▸ **VORLIEGENDER TEXT**:
Warm Baden, Wandern und süße Schokolade

 Isabel Allende: Fortunas Tochter. Frankfurt/Main: Suhrkamp, 1999.

Diesmal mache ich Urlaub in Villach, genaugenommen in Warmbad Villach. Das macht nicht nur wegen der Nähe zur Therme einen Unterschied, sondern auch wegen der Wandermöglichkeiten. Das Hotel Garni Sohler, in dem ich eine wunderschöne Zeit verbringe, liegt direkt am Naturpark Dobratsch. In die Innenstadt von Villach ist es trotzdem nicht weit, auch der Faaker und der Ossiacher See sind leicht zu erreichen.

Diese Vielfalt an Möglichkeiten bietet eigentlich keine idealen Voraussetzungen um etwas zu lesen, zumal ich den Thermentag am Anfang meines Aufenthaltes nicht für die Lektüre von Fiktionalem, sondern vor allem für die Planung der Wanderungen dieses Urlaubs verwende.

Schließlich nehme ich aber doch ein Urlaubsbuch in die Hand: "Fortunas Tochter" von Isabel Allende


"Fortunas Tochter" von Isabell Allende bei der Studenca-Quelle. Foto: A. Ghoneim

Es ist eine Taschenbuchausgabe von 1999 und war vermutlich ein Geschenk, das schon sehr lange in meinem Bücherregal auf Lektüre wartete. "Das Geisterhaus" von Isabel Allende hatte ich förmlich verschlungen, und ich war offensichtlich nicht die einzige. Durch dieses Buch war die Autorin "aus dem Stand zu einer der erfolgreichsten Schriftstellerinnen der Welt" (Burkhard Müller, SZ) geworden.

In "Fortunas Tochter" entwickelt sich die Geschichte der Protagonistin, Eliza Sommers, zwischen gleich drei Familiengeschichten und vor dem Hintergrund eines heimlichen Aufbruchs aus dem chilenischen Valparaiso der späten 1840er Jahre. Eliza ist erst 16 Jahre und schmuggelt sich auf ein Schiff ein um ihre (vermeintliche) große Liebe zu suchen -  Joaquín, der versucht, in Kalifornien Gold zu finden. Als blinder Passagier überlebt die Protagonistin eine Fehlgeburt, danach reist sie verkleidet als schwachsinniger Bruder des Chinesen Tao Chi'en und schließlich als chilenischer Mann, der den Spitznamen "Chileito" bekommt. Isabel Allende wäre nicht noch immer Bestsellerautorin, wenn ihre "Saga" (Burkhard Müller) nicht sowohl die chilenische Gesellschaft am Ende des 19. Jahrhunderts als auch die Zeit des Goldrausches in Kalifornien auf wohlrecherchierter Basis darzustellen verstünde. Auch mit Erfundenem und Ornamentalem geizt sie nicht. Eliza meistert und überlebt alle Schwierigkeiten, die sich ihr in den Weg stellen, mit Hilfe von Freund*innen und Geschick. Hinweise, dass Tao Chi'en sich am Ende als ihre wahre große Liebe erweisen wird, gibt es schon sehr frühzeitig, dennoch bleibt die Spannung erhalten.

▸ **ARBEITSAUFTRAG A**:
Schreib den Urlaubsbericht beginnend bei "Warm Baden, Wandern" und endend bei "dieses Urlaubs verwende." noch einmal ab. Ersetze dabei "Wanderungen" durch "Ausflüge".
▸ **ARBEITSAUFTRAG B**:
Prüfe bitte, ob die folgenden Aussagen mit dem Urlaubsbericht übereinstimmen, und antworte jeweils mit Ja oder Nein samt den entscheidenden Worten des Berichts: (i) Das Hotel Garni Sohler liegt direkt am Naturpark Dobratsch. (ii) Eliza ist zu Beginn ihrer Reise 18 Jahre alt. (iii) Hinweise auf Tao Chi'en als Elizas wahre große Liebe gibt es erst am Ende.

▸ **EXTRAHIERTE DATEN**:
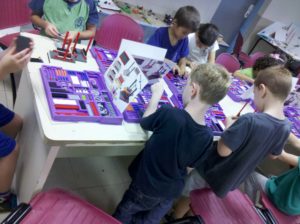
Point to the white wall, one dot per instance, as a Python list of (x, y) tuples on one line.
[(206, 8), (287, 11), (284, 11)]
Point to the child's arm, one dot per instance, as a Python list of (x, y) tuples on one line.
[(181, 66), (49, 28), (294, 141), (288, 158), (238, 74), (157, 91), (222, 149), (212, 57)]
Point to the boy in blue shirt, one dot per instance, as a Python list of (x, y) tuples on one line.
[(179, 140), (10, 124), (246, 141), (174, 38), (56, 17)]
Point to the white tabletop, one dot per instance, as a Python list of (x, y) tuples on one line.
[(86, 132), (72, 132)]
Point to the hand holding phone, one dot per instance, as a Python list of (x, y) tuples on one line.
[(22, 43)]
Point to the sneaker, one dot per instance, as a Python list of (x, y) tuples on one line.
[(9, 204)]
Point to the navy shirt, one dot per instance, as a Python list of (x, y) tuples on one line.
[(177, 142), (37, 6), (161, 39), (251, 138)]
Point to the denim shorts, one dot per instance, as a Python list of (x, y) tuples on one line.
[(7, 144), (137, 207)]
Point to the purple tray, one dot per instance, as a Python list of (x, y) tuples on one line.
[(293, 114), (135, 110), (236, 89), (78, 96), (103, 57)]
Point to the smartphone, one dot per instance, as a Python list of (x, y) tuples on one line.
[(22, 43)]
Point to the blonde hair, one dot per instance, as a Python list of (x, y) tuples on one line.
[(214, 81), (277, 79)]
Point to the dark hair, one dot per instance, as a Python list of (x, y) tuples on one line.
[(187, 17), (208, 34), (277, 79), (266, 62)]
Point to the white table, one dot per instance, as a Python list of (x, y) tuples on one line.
[(42, 139)]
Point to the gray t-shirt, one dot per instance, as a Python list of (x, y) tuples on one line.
[(251, 138)]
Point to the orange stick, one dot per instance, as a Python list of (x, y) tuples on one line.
[(239, 113)]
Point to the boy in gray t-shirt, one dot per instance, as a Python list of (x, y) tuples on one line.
[(247, 141)]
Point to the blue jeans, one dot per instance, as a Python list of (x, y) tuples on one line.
[(138, 208)]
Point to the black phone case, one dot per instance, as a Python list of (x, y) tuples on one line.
[(22, 43)]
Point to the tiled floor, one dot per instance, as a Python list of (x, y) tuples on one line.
[(101, 181)]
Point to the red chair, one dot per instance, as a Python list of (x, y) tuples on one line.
[(235, 208), (228, 61), (116, 27), (13, 13)]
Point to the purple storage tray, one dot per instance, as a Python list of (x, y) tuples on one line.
[(78, 96), (236, 89), (135, 111), (103, 57)]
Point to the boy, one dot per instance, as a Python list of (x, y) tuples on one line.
[(203, 45), (60, 16), (249, 74), (247, 141), (10, 125), (174, 38), (179, 140)]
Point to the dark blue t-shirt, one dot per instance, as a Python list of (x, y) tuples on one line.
[(161, 39), (37, 6), (251, 138), (177, 142)]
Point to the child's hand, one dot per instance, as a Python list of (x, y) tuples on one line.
[(71, 37), (230, 120), (12, 61), (51, 30), (157, 89), (177, 71)]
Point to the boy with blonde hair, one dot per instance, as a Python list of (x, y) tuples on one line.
[(179, 140), (246, 141)]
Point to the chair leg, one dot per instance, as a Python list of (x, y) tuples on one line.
[(13, 87)]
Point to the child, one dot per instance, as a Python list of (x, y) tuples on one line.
[(10, 124), (282, 190), (179, 140), (174, 38), (203, 45), (56, 17), (246, 142), (249, 74)]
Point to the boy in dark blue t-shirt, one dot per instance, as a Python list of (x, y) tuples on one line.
[(174, 38), (179, 140), (56, 17), (246, 141)]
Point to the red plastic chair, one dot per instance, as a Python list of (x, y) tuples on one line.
[(228, 61), (13, 13), (116, 27), (235, 208)]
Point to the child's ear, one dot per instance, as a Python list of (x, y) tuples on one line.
[(262, 89)]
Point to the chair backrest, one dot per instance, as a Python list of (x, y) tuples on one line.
[(228, 61), (238, 45), (256, 55), (14, 13), (116, 27)]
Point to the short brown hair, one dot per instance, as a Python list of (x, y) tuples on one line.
[(277, 79), (187, 17), (214, 81)]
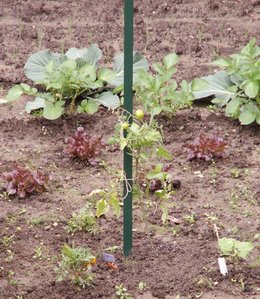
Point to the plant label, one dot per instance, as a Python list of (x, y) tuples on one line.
[(222, 266)]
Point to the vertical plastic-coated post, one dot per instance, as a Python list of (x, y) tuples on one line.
[(128, 106)]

▸ **ERGEBNIS A**:
Warm Baden, Wandern und süße Schokolade

 Isabel Allende: Fortunas Tochter. Frankfurt/Main: Suhrkamp, 1999.

Diesmal mache ich Urlaub in Villach, genaugenommen in Warmbad Villach. Das macht nicht nur wegen der Nähe zur Therme einen Unterschied, sondern auch wegen der Wandermöglichkeiten. Das Hotel Garni Sohler, in dem ich eine wunderschöne Zeit verbringe, liegt direkt am Naturpark Dobratsch. In die Innenstadt von Villach ist es trotzdem nicht weit, auch der Faaker und der Ossiacher See sind leicht zu erreichen.

Diese Vielfalt an Möglichkeiten bietet eigentlich keine idealen Voraussetzungen um etwas zu lesen, zumal ich den Thermentag am Anfang meines Aufenthaltes nicht für die Lektüre von Fiktionalem, sondern vor allem für die Planung der Ausflüge dieses Urlaubs verwende.

▸ **ERGEBNIS B**:
(i) Ja: "liegt direkt am Naturpark Dobratsch"
(ii) Nein: "Eliza ist erst 16 Jahre"
(iii) Nein: "Hinweise, dass Tao Chi'en sich am Ende als ihre wahre große Liebe erweisen wird, gibt es schon sehr frühzeitig"